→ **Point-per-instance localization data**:

□ □ □ □ □ □ □

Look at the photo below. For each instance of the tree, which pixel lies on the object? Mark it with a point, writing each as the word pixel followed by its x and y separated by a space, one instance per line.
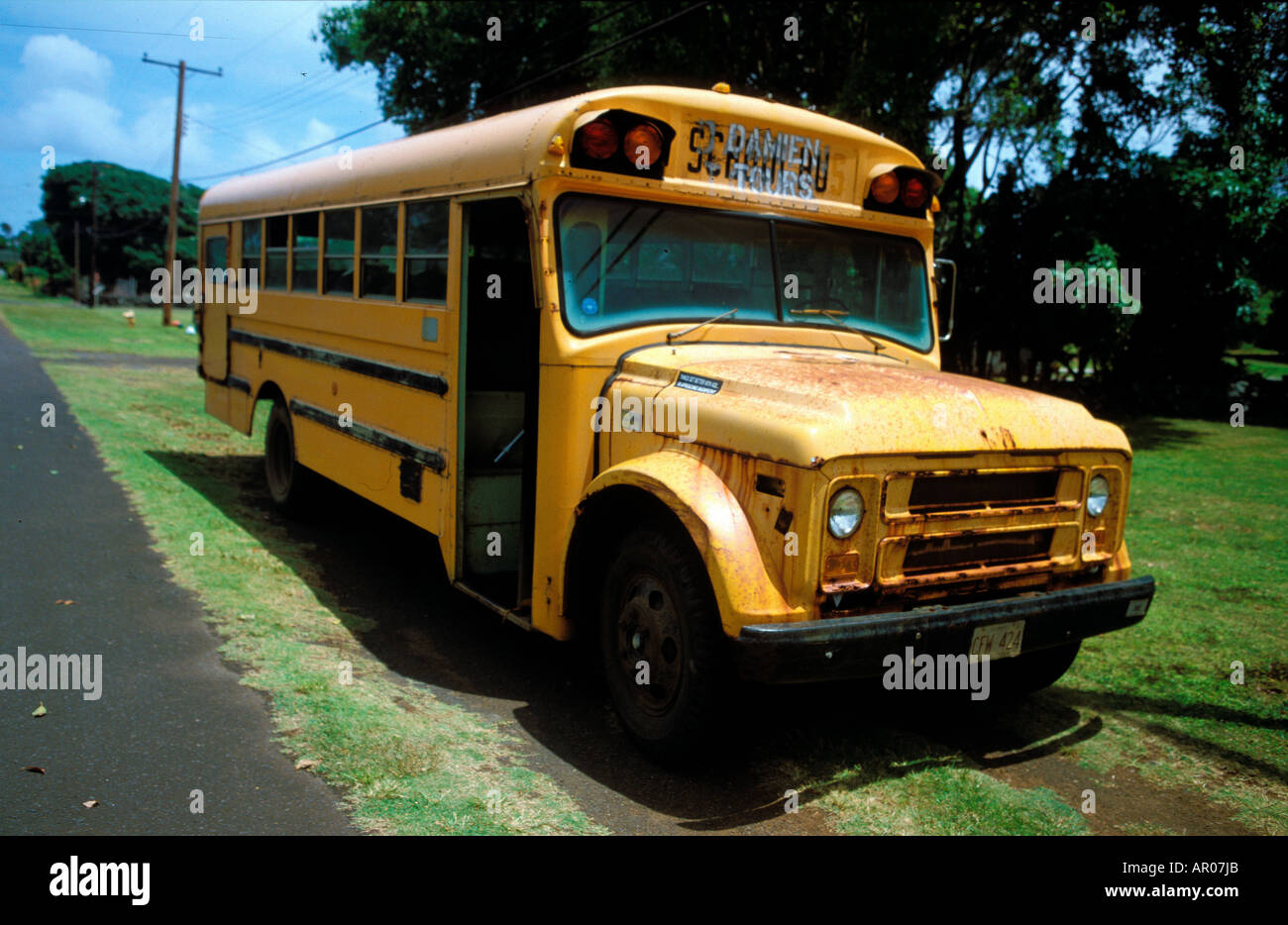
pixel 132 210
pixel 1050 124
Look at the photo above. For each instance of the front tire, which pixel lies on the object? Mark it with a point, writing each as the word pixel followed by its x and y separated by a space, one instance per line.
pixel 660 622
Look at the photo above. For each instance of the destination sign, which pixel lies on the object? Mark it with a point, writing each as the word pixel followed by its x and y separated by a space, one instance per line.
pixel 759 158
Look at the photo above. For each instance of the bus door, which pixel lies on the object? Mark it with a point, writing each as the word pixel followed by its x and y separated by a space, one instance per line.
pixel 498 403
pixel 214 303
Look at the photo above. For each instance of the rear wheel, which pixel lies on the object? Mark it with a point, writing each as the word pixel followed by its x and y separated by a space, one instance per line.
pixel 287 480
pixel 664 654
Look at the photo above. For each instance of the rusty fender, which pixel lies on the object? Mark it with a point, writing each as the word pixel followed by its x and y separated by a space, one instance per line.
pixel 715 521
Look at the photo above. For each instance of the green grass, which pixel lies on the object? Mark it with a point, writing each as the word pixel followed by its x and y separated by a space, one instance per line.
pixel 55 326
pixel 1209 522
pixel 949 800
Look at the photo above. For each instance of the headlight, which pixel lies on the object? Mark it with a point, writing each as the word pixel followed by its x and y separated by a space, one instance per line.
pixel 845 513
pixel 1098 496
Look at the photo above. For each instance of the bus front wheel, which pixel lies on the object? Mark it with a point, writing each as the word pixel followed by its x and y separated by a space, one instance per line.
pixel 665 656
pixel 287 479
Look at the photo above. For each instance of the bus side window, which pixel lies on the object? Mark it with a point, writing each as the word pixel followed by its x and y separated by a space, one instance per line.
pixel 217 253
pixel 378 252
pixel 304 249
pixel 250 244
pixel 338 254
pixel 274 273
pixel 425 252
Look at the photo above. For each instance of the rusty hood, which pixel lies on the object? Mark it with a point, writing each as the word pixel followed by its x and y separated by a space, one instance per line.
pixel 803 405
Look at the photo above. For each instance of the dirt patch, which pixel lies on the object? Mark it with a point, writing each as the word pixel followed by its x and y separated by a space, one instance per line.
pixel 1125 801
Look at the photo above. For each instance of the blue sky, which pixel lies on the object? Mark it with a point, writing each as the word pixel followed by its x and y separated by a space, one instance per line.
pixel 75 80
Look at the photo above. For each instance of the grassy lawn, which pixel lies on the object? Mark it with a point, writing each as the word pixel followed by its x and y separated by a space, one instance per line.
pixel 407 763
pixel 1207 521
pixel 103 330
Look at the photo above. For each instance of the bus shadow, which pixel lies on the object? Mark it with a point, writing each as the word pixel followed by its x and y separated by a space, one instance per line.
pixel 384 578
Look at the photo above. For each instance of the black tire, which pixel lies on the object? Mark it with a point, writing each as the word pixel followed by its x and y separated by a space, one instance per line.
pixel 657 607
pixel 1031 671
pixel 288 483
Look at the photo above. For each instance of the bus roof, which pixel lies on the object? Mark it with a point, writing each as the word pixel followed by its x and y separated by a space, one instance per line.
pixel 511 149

□ □ □ □ □ □ □

→ **What you should do**: Each line above has to be returned exactly. Drop the pictures.

→ **Result of the task**:
Look at the photo below. For each instance of the tree, which pixel lies on the object? Mark it with a point, writing each as the word pixel followed by its x and y separated by a space, one instance per line.
pixel 132 210
pixel 1050 124
Look at the photo above. For each instance of the front tire, which pixel lies on the object? Mark it with a point, writing each as the word pixel followed by its x and y separated by a space, one instance per line.
pixel 660 622
Look at the photo above. For each instance of the destination sign, which pixel lies on the object? Mark it with a point, writing each as the word pixel followed by its x and y separated by a space, one instance per line.
pixel 759 158
Look at the photo above. For each instance of the bus door, which pixel lies on the object? Mark it with a point, writing each as the word pixel followed by its x and y separated by a space, one instance per line.
pixel 498 403
pixel 214 303
Look at the photo above. For each instance of the rear wheel, which pixel lies on the object? Mark it with a point, writing each as the word pixel followed by its x and y separated by a space, one instance per line.
pixel 287 480
pixel 664 654
Look at the photo above. For each instance of the rusty fender, which pixel lies on the object? Mark it with a point, writing each as the word pixel followed by its x and y separated by a space, one instance per line.
pixel 715 521
Look at the photo above. For each instance of the green grass, which pixel lies on the object? Mark it with a point, writing each as the word pixel followed by its x and y separated by a space, one instance per line.
pixel 55 326
pixel 1209 522
pixel 949 800
Look at the photo above. For each instance of the headlight, which pixel lies on the object? Mark it with a point, writing each as the word pixel followed by its x and y separated by a space, one instance per line.
pixel 845 513
pixel 1098 496
Look at the photo above. For each instance of the bus front wheel, which pixel lies on the object? Mark it with a point, writing each as the word pixel followed by its x and y separated by a space, one instance per line.
pixel 665 656
pixel 287 479
Look at the photo above. For each instance of the bus side window, which pixel lies on the object? Mark it with a point, writing each as the word pixel followed by its x and y separated by a space, one instance per line.
pixel 217 253
pixel 378 252
pixel 304 249
pixel 250 244
pixel 338 254
pixel 274 273
pixel 425 252
Look at the photo above. For each instance of the rusty hood, which pixel lies on the object? Mark it with a point, writing each as the word pixel followed by its x and y separated by a space, one instance per line.
pixel 803 405
Look at the photo above. For each instance of the dirt patch, which pixel lies on the object? Mark it with a point, writing each as the word pixel followed by its x and y separated by a space, one instance per line.
pixel 1125 801
Look at the photo above. For each instance of the blue sky, which pixel lies on the object? Mark it with a point, writing each as the word pixel followed by its x and y separated by a space, one instance per line.
pixel 75 80
Look at the photo above. For each instance of the grassy lawn, which pixel lies on the object? Mark it with a point, writing each as the word pixel followed by its x and y separated by a space, one instance per line.
pixel 407 763
pixel 1207 521
pixel 103 330
Look at the photo above. For each instance of the bus shadow, which pixel lies on the object? Mark it with a point, writing each as the word pixel followed by its x and y separated by a space, one instance per line.
pixel 384 578
Look at the photo above. For each instance of the black tire, which pixel lies on the object? Mark it with a point, writing each as the word pixel followed by its x and y separated by a space, one instance per line.
pixel 657 607
pixel 1031 671
pixel 288 483
Look at the photo above. For each instance of the bus roof, which pixel lies on the object? Mark it with a point, writing each as the word pixel followed by its x and y separated by a space, one instance per line.
pixel 511 149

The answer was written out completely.